**Document section:**
----------------------------------------
Intellectual Property:

Key Processes for Managing Patent Automation Strategy Need Stengthening

GAO-05-336: Published: Jun 17, 2005. Publicly Released: Jun 17, 2005.

Additional Materials:

Contact:

Valerie C. Melvin
(202) 512-6240
contact@gao.gov

 

Office of Public Affairs
(202) 512-4800
youngc1@gao.gov

The volume and complexity of patent applications to the U.S. Patent and Trademark Office (USPTO) have increased significantly in recent years, lengthening the time needed to process patents. Annual applications have grown from about 185,000 to over 350,000 in the last 10 years and are projected to exceed 450,000 by 2009. Coupled with this growth is a backlog of about 750,000 applications. USPTO has long recognized the need to automate its patent processing and, over the past two decades, has been engaged in various automation projects. Accordingly, GAO was asked to, among other things, assess progress to date and any problems facing USPTO as it develops the capability to efficiently handle patent information electronically.
----------------------------------------
**Dataset excerpt:**
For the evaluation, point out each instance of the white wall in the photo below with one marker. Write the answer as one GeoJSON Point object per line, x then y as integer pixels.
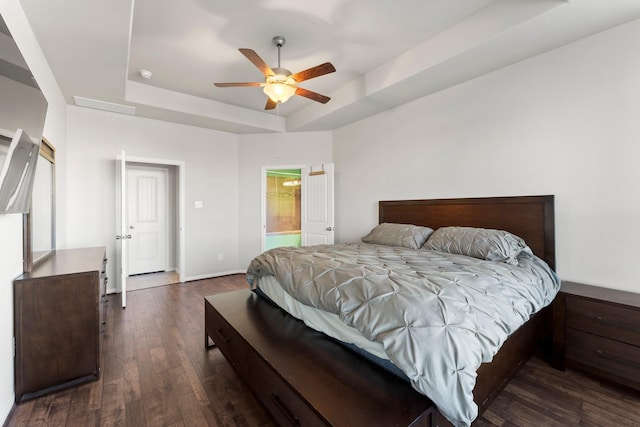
----------------------------------------
**Your task:** In the patent automation summary, switch "applications" to "filings" and write out the passage starting with "Valerie C. Melvin" and going on through "patent information electronically.". The data plays no role here.

**Correct output:**
Valerie C. Melvin
(202) 512-6240
contact@gao.gov

 

Office of Public Affairs
(202) 512-4800
youngc1@gao.gov

The volume and complexity of patent filings to the U.S. Patent and Trademark Office (USPTO) have increased significantly in recent years, lengthening the time needed to process patents. Annual filings have grown from about 185,000 to over 350,000 in the last 10 years and are projected to exceed 450,000 by 2009. Coupled with this growth is a backlog of about 750,000 filings. USPTO has long recognized the need to automate its patent processing and, over the past two decades, has been engaged in various automation projects. Accordingly, GAO was asked to, among other things, assess progress to date and any problems facing USPTO as it develops the capability to efficiently handle patent information electronically.